======== EXERCISE DATA ========

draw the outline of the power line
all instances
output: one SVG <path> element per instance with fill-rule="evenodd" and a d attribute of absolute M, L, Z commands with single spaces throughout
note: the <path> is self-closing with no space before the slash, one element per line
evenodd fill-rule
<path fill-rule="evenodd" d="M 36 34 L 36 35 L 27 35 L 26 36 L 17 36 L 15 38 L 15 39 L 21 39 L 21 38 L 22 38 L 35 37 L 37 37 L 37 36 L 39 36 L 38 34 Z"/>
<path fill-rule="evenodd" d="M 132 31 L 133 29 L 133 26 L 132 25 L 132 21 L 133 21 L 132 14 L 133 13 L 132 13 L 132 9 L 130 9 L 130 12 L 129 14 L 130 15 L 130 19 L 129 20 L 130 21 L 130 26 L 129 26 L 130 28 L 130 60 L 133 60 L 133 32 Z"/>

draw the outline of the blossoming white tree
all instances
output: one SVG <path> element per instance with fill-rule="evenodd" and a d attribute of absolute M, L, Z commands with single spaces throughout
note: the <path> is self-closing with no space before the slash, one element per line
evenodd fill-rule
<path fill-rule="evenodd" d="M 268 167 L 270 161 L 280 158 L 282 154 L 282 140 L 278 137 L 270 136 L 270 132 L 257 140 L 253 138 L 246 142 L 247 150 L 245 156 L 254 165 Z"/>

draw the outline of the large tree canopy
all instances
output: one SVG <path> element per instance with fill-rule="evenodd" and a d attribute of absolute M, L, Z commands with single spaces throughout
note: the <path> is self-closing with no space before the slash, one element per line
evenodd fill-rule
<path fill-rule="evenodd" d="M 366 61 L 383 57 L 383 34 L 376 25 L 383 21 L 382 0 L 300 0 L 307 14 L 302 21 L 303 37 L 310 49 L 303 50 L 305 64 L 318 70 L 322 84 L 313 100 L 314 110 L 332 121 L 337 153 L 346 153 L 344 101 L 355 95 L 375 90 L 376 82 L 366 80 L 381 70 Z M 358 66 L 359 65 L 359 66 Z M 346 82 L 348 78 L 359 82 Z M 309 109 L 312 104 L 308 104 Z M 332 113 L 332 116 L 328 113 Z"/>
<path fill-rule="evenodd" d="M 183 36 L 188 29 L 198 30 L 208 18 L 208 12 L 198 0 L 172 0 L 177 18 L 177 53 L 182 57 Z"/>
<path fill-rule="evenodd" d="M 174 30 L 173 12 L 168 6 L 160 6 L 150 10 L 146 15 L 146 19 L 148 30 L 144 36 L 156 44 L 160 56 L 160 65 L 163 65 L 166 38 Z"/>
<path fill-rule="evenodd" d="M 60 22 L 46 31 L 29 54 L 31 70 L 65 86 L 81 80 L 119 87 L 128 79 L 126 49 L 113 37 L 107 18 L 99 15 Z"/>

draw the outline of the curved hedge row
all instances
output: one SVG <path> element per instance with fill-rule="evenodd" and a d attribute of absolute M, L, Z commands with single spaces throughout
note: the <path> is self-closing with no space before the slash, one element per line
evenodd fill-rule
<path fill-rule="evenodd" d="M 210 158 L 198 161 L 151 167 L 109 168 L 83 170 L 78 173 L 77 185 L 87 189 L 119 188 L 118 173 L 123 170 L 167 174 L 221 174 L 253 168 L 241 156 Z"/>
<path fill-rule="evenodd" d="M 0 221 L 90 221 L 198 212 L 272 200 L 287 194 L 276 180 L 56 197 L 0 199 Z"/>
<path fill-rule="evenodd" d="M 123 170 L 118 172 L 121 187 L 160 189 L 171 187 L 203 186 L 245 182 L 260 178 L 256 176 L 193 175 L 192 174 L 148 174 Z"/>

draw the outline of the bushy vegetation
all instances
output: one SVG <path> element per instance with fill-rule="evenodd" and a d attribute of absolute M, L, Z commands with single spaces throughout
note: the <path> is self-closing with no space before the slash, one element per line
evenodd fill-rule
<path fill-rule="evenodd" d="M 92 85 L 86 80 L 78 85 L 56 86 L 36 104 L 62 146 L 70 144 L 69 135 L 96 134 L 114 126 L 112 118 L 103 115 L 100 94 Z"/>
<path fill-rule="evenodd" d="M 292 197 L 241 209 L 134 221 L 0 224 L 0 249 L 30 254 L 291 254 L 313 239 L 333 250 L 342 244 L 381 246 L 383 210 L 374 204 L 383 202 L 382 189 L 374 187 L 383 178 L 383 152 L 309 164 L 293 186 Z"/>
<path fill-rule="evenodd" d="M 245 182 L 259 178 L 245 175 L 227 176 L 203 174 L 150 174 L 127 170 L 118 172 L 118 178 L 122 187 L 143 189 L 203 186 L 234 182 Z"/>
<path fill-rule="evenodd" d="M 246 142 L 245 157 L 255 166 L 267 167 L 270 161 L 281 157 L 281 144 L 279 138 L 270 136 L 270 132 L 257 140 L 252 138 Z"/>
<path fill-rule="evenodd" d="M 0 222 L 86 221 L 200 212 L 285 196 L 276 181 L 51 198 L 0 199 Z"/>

========

REQUIREMENTS: Set out every line of the entries above as a Markdown table with two columns, Row and Line. Number the rows in order and leave out blank lines.

PROBLEM SOLUTION:
| Row | Line |
|---|---|
| 1 | draw the outline of the power line |
| 2 | all instances |
| 3 | output: one SVG <path> element per instance with fill-rule="evenodd" and a d attribute of absolute M, L, Z commands with single spaces throughout |
| 4 | note: the <path> is self-closing with no space before the slash, one element per line |
| 5 | evenodd fill-rule |
| 6 | <path fill-rule="evenodd" d="M 36 34 L 36 35 L 27 35 L 26 36 L 17 36 L 15 38 L 15 39 L 21 39 L 21 38 L 22 38 L 35 37 L 37 37 L 37 36 L 39 36 L 38 34 Z"/> |
| 7 | <path fill-rule="evenodd" d="M 132 31 L 133 29 L 133 26 L 132 25 L 132 21 L 133 21 L 132 14 L 133 13 L 132 13 L 132 9 L 130 9 L 130 12 L 129 14 L 130 15 L 130 19 L 129 20 L 130 21 L 130 26 L 129 26 L 130 28 L 130 60 L 133 60 L 133 32 Z"/> |
| 8 | draw the outline of the blossoming white tree |
| 9 | all instances |
| 10 | output: one SVG <path> element per instance with fill-rule="evenodd" and a d attribute of absolute M, L, Z commands with single spaces throughout |
| 11 | note: the <path> is self-closing with no space before the slash, one element per line |
| 12 | evenodd fill-rule |
| 13 | <path fill-rule="evenodd" d="M 268 167 L 270 161 L 280 158 L 282 154 L 282 140 L 278 137 L 270 136 L 270 132 L 257 140 L 253 138 L 246 142 L 247 150 L 245 156 L 254 165 Z"/> |
| 14 | draw the outline of the large tree canopy |
| 15 | all instances |
| 16 | output: one SVG <path> element per instance with fill-rule="evenodd" and a d attribute of absolute M, L, Z commands with single spaces throughout |
| 17 | note: the <path> is self-closing with no space before the slash, one element per line |
| 18 | evenodd fill-rule |
| 19 | <path fill-rule="evenodd" d="M 366 61 L 383 57 L 383 34 L 376 25 L 383 21 L 382 0 L 300 0 L 307 14 L 302 21 L 303 37 L 310 49 L 303 50 L 305 64 L 318 70 L 322 84 L 313 100 L 314 110 L 332 121 L 337 153 L 346 153 L 344 101 L 355 95 L 375 90 L 376 82 L 366 80 L 381 70 Z M 358 66 L 359 65 L 359 66 Z M 346 82 L 348 78 L 359 82 Z M 309 109 L 312 104 L 308 104 Z M 332 113 L 332 116 L 328 113 Z"/> |
| 20 | <path fill-rule="evenodd" d="M 183 36 L 188 29 L 198 30 L 208 18 L 208 12 L 198 0 L 172 0 L 177 18 L 177 53 L 182 57 Z"/> |
| 21 | <path fill-rule="evenodd" d="M 174 30 L 173 12 L 168 6 L 160 6 L 150 10 L 146 15 L 146 19 L 148 30 L 144 36 L 156 44 L 160 56 L 160 65 L 163 65 L 166 38 Z"/> |
| 22 | <path fill-rule="evenodd" d="M 60 22 L 46 31 L 29 54 L 31 70 L 65 86 L 81 80 L 119 87 L 128 79 L 126 49 L 113 37 L 107 18 L 99 15 Z"/> |
| 23 | draw the outline of the curved hedge row |
| 24 | all instances |
| 25 | output: one SVG <path> element per instance with fill-rule="evenodd" and a d attribute of absolute M, L, Z commands with single spaces throughout |
| 26 | note: the <path> is self-closing with no space before the slash, one element per line |
| 27 | evenodd fill-rule |
| 28 | <path fill-rule="evenodd" d="M 210 158 L 198 161 L 151 167 L 109 168 L 83 170 L 78 173 L 77 185 L 87 189 L 119 188 L 118 173 L 123 170 L 167 174 L 221 174 L 253 168 L 241 156 Z"/> |
| 29 | <path fill-rule="evenodd" d="M 0 221 L 90 221 L 198 212 L 272 200 L 287 194 L 276 180 L 56 197 L 0 199 Z"/> |
| 30 | <path fill-rule="evenodd" d="M 123 170 L 118 172 L 121 187 L 160 189 L 171 187 L 203 186 L 245 182 L 260 178 L 256 176 L 193 175 L 192 174 L 148 174 Z"/> |
| 31 | draw the outline of the bushy vegetation |
| 32 | all instances |
| 33 | output: one SVG <path> element per instance with fill-rule="evenodd" and a d attribute of absolute M, L, Z commands with single spaces throughout |
| 34 | note: the <path> is self-closing with no space before the slash, one element per line |
| 35 | evenodd fill-rule |
| 36 | <path fill-rule="evenodd" d="M 92 85 L 86 80 L 78 85 L 56 86 L 36 104 L 62 146 L 70 144 L 69 135 L 96 134 L 114 126 L 112 118 L 103 115 L 100 94 Z"/> |
| 37 | <path fill-rule="evenodd" d="M 292 197 L 241 209 L 134 221 L 0 224 L 0 249 L 30 254 L 291 254 L 313 239 L 333 250 L 342 244 L 381 246 L 383 210 L 374 204 L 383 202 L 382 189 L 374 187 L 383 178 L 383 152 L 309 164 L 293 186 Z"/> |
| 38 | <path fill-rule="evenodd" d="M 245 182 L 259 178 L 245 175 L 227 176 L 203 174 L 150 174 L 127 170 L 118 172 L 118 178 L 122 187 L 143 189 L 203 186 L 234 182 Z"/> |
| 39 | <path fill-rule="evenodd" d="M 246 142 L 245 157 L 255 166 L 267 167 L 270 161 L 281 157 L 281 144 L 279 138 L 270 136 L 270 132 L 257 140 L 252 138 Z"/> |
| 40 | <path fill-rule="evenodd" d="M 0 222 L 86 221 L 200 212 L 285 196 L 276 181 L 51 198 L 0 199 Z"/> |